阅读文本
----------------------------------------
【从0开始Python开发实战】掌握Python urllib，HTTP开发进阶

发布时间：2020-05-19 05:50:23 作者：jextop
来源：网络阅读：644

目录：

1. urllib介绍

2. 功能开发http_util.py

3. 单元测试test_http_util.py，实际调用百度AI语音合成接口

4. 常见问题和解决方法

一，urllib介绍

Python在AI领域是主流开发语言，更多的软件应用开发也开始使用Python，有非常多且好用的标准库和第三方组件，urllib是Python自带的标准库，不需要安装，用于HTTP开发，主要模块和功能：

1. urllib.request: 发送HTTP请求，接收处理HTTP响应

2. urllib.error: 处理错误和异常，包含urllib.request抛出的异常

3. urllib.parse: 解析URL和编码数据

4. urllib.robotparser: 解析robots.txt

本文介绍urllib库中的request, error, parse三个模块在HTTP开发时的代码应用，并封装成http_util，单元测试函数实际调用百度AI语音合成接口，和项目开发一致：

1，调用鉴权接口获取token：https://openapi.baidu.com/oauth/2.0/token

2，调用语音合成接口转换文本为语音：https://tsn.baidu.com/text2audio

开源项目：https://github.com/jextop/starter_service

示例代码：https://github.com/rickding/HelloPython/tree/master/hello_http

├── util

│ └── http_util.py

│ └── file_util.py

│ └── code_util.py

├── tests

│ └── test_http_util.py

二，功能开发

	代码文件	功能要点
功能开发	http_util.py	调用urllib发送请求，接收和处理响应
单元测试	test_http_util.py	测试封装的功能函数，调用百度AI鉴权接口获取access_token，调用语音合成接口将文本转换为语音
辅助功能	file_util.py	下载文件时，保存文件
辅助功能	code_util.py	保存文件时生成唯一名称

1. urllib.request.urlopen()可以直接调用url地址，得到响应，读取数据，简单HTTP请求使用起来非常方便：

from urllib import request

resp = request.urlopen(r'http://www.baidu.com')
----------------------------------------
所给材料
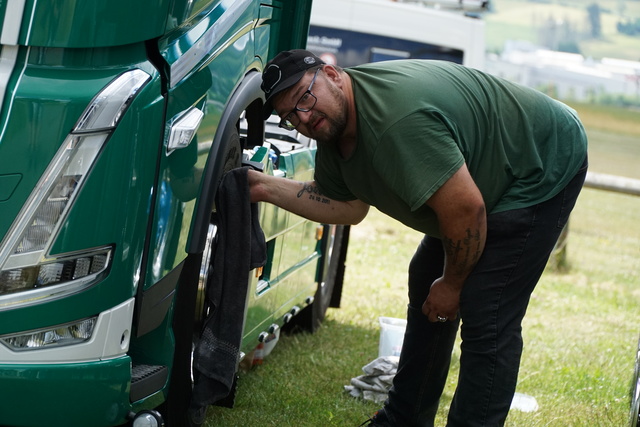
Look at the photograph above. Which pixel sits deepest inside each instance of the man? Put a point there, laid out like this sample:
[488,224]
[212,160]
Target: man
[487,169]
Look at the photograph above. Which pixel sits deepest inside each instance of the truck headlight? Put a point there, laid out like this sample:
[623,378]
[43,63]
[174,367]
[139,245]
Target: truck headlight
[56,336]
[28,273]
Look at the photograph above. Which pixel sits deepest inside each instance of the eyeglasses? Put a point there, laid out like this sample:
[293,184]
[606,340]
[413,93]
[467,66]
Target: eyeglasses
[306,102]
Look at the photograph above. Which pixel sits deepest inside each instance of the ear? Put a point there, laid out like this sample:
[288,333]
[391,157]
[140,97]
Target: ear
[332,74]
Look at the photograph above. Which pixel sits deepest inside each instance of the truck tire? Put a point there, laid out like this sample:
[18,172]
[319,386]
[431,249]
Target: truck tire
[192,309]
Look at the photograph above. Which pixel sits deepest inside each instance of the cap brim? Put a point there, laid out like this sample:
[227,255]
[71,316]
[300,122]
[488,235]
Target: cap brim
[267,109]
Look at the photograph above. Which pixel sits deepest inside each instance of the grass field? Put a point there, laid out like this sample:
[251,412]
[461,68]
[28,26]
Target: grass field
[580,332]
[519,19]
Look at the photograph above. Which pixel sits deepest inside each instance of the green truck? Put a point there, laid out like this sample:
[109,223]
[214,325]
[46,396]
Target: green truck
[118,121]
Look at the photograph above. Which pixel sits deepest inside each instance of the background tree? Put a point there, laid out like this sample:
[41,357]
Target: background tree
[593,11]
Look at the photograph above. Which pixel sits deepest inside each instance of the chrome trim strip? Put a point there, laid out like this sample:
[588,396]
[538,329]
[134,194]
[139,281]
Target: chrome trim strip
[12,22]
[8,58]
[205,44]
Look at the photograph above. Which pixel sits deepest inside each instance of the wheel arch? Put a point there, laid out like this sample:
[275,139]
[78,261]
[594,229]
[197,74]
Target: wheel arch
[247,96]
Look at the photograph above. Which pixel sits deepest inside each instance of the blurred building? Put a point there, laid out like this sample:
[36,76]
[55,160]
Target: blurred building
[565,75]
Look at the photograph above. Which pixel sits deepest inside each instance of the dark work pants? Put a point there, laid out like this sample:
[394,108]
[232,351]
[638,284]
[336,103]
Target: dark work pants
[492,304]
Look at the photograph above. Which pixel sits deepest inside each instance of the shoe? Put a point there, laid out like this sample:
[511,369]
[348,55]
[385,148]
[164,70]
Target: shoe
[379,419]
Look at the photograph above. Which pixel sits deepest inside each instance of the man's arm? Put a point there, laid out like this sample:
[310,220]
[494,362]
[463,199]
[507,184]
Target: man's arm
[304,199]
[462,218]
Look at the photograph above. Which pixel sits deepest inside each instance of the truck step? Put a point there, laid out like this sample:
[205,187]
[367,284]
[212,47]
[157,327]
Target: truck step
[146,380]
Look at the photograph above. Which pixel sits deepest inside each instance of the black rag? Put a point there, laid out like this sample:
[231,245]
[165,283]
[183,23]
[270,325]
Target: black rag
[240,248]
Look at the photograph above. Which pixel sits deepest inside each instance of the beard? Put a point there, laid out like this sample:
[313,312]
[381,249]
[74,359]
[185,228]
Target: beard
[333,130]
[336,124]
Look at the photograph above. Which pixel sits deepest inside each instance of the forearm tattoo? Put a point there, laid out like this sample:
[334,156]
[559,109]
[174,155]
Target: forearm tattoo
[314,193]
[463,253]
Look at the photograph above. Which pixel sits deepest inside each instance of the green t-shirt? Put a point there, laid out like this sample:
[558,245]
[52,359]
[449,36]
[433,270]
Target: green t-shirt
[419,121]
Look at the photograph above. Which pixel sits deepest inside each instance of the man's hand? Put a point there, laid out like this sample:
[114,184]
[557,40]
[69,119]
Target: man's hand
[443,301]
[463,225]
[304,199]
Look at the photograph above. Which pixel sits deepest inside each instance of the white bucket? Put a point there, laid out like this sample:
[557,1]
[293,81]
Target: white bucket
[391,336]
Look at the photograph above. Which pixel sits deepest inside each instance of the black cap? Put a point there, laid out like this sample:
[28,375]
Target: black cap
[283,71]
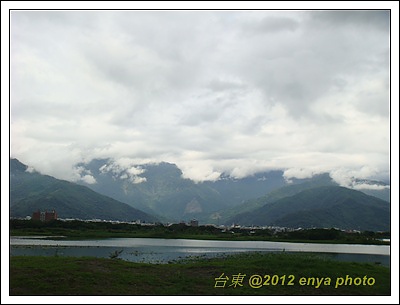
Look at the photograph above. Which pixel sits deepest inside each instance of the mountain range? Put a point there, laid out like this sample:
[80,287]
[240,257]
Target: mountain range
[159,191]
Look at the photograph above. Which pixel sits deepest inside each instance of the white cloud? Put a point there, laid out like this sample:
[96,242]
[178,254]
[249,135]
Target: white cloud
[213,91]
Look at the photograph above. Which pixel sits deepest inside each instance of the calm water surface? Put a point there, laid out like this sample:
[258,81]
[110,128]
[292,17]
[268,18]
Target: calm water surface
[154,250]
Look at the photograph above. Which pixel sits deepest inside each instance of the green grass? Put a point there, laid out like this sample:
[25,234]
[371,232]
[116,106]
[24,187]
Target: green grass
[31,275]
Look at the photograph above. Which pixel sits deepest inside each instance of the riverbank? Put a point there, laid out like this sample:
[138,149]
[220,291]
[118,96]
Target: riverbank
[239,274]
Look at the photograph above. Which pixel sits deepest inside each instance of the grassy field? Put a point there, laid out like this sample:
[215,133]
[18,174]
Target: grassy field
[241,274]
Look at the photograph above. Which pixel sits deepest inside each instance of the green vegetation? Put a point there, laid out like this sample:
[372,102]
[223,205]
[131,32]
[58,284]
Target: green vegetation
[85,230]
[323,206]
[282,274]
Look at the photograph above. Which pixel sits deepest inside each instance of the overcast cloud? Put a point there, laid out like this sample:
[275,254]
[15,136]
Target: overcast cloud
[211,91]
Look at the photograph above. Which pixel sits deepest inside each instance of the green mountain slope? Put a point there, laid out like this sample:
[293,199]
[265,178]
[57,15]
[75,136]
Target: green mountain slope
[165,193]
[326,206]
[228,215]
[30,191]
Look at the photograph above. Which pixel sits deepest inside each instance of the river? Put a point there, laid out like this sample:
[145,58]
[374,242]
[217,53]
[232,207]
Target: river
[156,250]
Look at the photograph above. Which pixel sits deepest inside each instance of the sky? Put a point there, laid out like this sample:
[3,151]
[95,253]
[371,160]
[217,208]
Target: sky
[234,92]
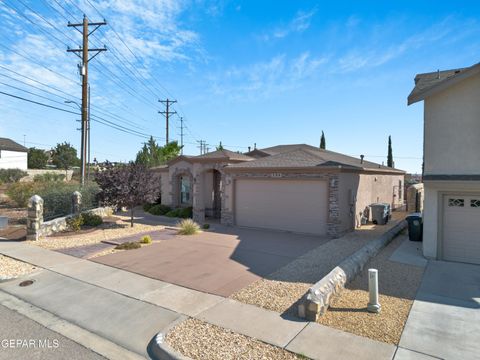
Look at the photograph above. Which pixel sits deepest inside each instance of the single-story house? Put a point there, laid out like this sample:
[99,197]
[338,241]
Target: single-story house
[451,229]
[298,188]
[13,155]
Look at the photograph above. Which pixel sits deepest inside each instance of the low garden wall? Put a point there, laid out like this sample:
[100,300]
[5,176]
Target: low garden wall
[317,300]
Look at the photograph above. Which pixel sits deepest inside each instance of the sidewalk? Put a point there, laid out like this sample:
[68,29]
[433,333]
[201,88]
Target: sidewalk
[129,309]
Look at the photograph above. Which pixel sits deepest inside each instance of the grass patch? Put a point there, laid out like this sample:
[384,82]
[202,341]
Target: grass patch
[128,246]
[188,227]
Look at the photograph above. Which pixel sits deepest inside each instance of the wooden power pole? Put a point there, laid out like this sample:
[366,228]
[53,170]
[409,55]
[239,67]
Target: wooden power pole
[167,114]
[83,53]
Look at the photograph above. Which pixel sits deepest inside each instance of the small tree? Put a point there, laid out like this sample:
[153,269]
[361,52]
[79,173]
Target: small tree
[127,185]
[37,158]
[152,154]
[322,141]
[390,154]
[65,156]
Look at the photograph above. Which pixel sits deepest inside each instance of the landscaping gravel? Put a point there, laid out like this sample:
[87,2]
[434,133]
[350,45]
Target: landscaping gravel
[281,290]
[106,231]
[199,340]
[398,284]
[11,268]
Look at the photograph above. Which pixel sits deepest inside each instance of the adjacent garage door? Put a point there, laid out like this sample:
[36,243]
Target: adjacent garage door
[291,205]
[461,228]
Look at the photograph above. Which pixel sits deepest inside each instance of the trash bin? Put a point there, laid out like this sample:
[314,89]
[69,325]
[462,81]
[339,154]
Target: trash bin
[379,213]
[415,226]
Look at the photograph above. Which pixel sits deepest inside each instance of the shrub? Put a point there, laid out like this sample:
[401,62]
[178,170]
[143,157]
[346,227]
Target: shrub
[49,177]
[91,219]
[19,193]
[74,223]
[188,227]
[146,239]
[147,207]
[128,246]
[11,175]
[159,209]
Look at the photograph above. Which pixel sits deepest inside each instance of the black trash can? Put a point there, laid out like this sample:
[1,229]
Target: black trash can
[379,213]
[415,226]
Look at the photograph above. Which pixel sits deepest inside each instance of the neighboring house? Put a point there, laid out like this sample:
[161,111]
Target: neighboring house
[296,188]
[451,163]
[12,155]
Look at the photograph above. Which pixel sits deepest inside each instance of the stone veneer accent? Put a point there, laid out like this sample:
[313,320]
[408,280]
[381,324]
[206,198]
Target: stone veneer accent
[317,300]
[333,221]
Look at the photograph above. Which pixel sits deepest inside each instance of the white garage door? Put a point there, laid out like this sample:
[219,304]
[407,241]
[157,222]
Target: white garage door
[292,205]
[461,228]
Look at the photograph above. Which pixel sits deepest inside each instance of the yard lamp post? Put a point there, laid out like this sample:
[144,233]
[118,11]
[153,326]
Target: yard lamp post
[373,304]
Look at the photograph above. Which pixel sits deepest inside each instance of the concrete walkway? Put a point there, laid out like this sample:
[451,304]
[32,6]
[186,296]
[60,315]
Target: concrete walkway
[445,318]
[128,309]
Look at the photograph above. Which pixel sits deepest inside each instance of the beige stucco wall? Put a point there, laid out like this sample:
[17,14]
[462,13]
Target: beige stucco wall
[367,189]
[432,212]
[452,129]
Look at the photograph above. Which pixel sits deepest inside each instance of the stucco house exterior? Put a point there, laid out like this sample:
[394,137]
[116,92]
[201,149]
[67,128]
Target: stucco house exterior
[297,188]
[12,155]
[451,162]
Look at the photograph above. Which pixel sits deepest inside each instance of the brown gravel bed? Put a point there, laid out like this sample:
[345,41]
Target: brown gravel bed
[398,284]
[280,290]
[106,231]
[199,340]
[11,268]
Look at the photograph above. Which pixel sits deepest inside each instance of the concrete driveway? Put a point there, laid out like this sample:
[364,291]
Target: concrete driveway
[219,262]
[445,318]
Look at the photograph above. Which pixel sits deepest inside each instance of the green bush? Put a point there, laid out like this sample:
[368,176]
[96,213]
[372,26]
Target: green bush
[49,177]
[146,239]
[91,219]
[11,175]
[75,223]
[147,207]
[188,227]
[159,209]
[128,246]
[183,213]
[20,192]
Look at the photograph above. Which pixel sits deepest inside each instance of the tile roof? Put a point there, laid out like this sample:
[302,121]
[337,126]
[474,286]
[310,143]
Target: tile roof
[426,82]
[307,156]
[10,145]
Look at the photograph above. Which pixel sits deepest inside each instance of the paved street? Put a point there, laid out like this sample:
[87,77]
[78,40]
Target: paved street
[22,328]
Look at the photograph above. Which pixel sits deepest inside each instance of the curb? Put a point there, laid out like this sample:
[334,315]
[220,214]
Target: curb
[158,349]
----------------------------------------
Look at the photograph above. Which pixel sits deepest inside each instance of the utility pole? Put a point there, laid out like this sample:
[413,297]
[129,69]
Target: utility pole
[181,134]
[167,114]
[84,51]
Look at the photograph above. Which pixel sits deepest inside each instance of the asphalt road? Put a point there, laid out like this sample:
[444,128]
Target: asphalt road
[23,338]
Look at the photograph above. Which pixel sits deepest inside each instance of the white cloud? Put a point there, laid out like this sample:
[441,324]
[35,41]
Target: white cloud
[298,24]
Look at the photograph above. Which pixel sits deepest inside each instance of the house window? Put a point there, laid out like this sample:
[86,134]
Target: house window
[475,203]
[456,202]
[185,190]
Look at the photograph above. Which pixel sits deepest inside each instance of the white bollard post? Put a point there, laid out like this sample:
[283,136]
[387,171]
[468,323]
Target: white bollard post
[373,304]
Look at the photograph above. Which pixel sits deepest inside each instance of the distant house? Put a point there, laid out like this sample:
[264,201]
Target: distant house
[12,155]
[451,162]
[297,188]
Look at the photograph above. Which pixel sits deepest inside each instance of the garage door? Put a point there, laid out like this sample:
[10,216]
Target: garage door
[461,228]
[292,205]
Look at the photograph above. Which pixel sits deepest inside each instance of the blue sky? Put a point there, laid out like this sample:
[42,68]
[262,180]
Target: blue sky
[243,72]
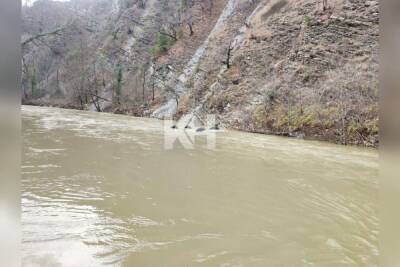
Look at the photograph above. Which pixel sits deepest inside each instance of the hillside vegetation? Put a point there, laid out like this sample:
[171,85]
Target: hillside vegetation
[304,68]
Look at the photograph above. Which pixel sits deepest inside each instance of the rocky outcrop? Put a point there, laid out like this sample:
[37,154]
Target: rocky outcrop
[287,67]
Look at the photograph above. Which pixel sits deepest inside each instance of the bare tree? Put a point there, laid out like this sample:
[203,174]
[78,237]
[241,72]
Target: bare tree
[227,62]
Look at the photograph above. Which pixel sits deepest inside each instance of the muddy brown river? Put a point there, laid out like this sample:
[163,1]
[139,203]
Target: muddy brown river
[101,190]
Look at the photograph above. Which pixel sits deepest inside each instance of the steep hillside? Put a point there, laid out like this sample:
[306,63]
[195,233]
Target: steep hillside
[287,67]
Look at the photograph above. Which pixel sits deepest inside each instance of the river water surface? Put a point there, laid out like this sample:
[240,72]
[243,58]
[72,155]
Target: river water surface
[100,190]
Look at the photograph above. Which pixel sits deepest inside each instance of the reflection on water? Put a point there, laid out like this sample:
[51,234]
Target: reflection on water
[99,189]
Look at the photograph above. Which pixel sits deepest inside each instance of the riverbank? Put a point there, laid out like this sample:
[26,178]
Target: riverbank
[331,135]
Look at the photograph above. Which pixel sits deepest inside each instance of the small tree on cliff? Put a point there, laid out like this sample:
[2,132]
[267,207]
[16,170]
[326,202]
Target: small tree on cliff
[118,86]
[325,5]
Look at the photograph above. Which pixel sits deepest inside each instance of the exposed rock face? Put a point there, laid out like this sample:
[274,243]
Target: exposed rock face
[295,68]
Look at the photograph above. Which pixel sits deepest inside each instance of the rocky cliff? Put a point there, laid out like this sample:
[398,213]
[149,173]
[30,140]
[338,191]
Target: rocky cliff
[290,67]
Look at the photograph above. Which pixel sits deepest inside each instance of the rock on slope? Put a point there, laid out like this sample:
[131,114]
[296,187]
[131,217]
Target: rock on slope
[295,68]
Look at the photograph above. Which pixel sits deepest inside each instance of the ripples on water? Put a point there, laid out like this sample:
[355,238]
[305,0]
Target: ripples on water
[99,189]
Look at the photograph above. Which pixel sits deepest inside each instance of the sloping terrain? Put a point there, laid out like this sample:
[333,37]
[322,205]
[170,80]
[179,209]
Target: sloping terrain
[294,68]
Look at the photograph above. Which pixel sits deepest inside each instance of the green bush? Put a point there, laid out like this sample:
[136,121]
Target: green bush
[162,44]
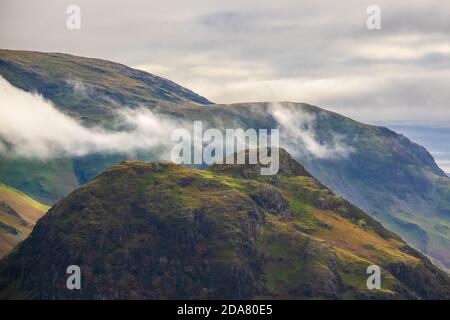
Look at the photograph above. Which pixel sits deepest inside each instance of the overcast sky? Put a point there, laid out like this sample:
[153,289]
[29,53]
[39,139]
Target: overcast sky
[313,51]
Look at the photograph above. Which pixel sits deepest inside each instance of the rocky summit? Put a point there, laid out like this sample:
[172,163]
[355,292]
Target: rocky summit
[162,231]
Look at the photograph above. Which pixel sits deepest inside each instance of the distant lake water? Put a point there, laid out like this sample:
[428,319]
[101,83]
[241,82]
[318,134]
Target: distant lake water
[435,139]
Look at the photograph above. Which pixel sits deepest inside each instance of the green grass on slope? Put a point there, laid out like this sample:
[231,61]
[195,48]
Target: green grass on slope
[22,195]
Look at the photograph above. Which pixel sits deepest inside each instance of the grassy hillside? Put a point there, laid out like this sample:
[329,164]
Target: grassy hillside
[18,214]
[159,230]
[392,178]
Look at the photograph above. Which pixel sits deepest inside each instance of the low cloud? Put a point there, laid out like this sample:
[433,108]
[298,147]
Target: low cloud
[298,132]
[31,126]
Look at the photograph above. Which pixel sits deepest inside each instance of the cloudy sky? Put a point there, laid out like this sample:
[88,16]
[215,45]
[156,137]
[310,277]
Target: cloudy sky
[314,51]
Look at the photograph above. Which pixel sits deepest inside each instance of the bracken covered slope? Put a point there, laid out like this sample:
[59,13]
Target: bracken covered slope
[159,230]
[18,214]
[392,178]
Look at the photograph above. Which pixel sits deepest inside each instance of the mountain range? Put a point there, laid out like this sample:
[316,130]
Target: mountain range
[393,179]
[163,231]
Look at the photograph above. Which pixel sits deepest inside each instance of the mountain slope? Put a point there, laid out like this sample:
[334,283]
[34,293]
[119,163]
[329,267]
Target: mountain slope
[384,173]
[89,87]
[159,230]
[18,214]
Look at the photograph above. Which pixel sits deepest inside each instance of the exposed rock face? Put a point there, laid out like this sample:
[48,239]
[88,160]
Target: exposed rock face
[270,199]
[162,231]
----------------------------------------
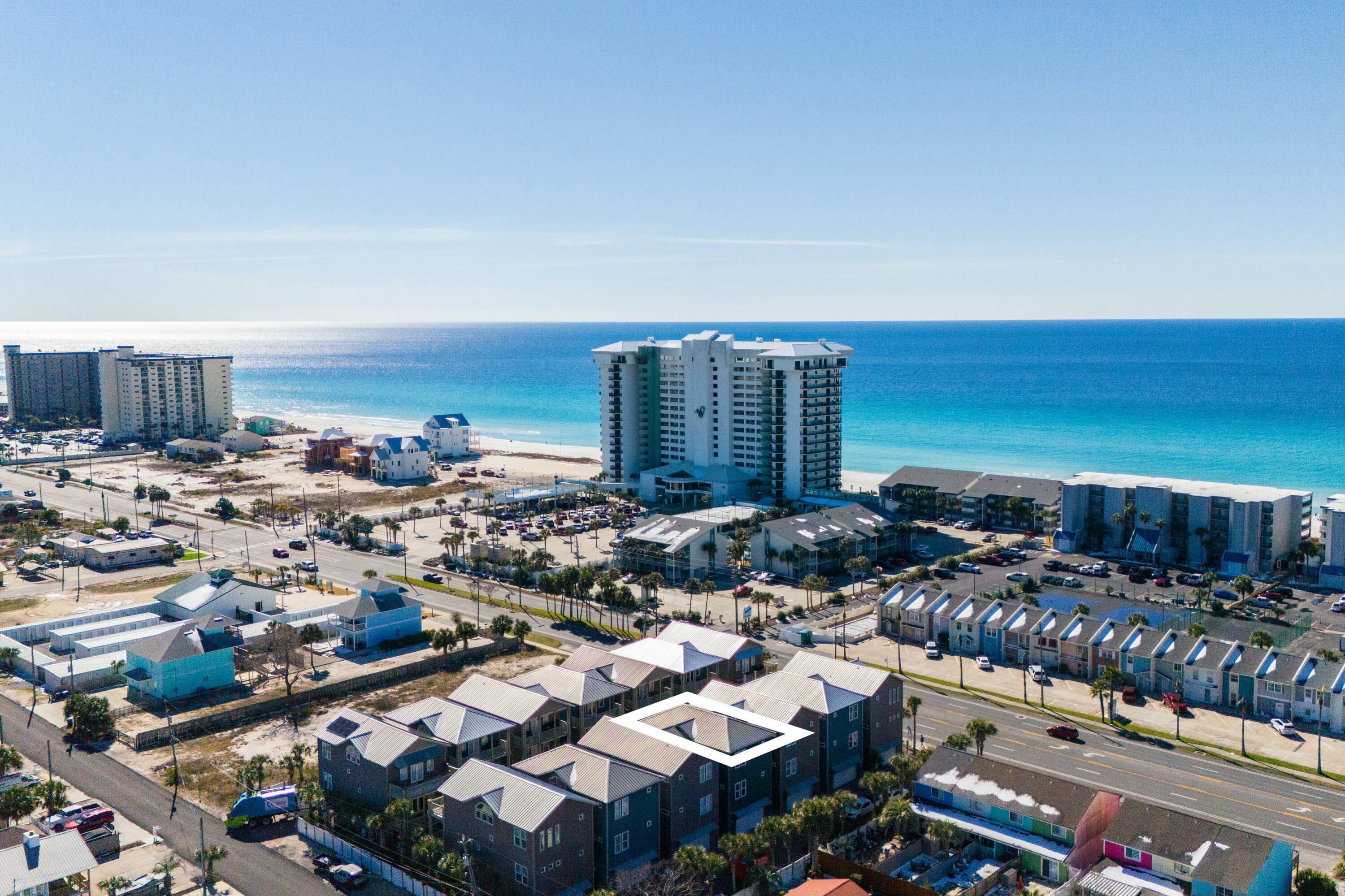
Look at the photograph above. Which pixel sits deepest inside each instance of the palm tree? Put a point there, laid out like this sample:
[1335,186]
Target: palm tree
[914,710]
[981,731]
----------------------------------------
任务要求
a: 列出urllib教程中介绍的urllib主要模块名称。
b: 续写urllib教程，从最后一行代码之后写起。
上面的清单在这里不起任何作用。

最终结果
a: urllib.request、urllib.error、urllib.parse、urllib.robotparser

b:
data = resp.read()
data_str = data.decode('utf-8')
print(data_str)

2. urllib.request.urlopen()支持Request类型参数，构造Request时配置更多的参数如header, data：

from urllib import parse
from urllib import request

req = request.Request(
    'https://tsn.baidu.com/text2audio',
    headers={
        'Content-Type': 'application/x-www-form-urlencoded',
    },
    data=parse.urlencode({
        'tex': 'Python开发HTTP请求和处理响应',
    }).encode('utf-8'),
    method='POST'
)
resp = request.urlopen(req)
data = resp.read()
data_str = data.decode('utf-8')
print(data_str)

3. 封装http_data()函数，发起http请求和处理响应，注意encode()函数是对parse.urlencode()的调用封装，将data转换为byte数据：

import logging
from urllib import error
from urllib import parse
from urllib import request

log = logging.getLogger(__name__)

def http_data(url, headers={}, data=None, method=None):
    try:
        req = request.Request(url, headers=headers, method=method, data=encode(data))
        resp = request.urlopen(req)
        data = resp.read()
        log.info('http_data returns: %d, %s, %s' % (len(data), type(data), url))
        return data
    except (ConnectionError, error.URLError) as e:
        log.error('ConnectionError in http_data: %s, %s' % (url, str(e)))
    except Exception as e:
        log.error('Exception in http_data: %s, %s' % (url, str(e)))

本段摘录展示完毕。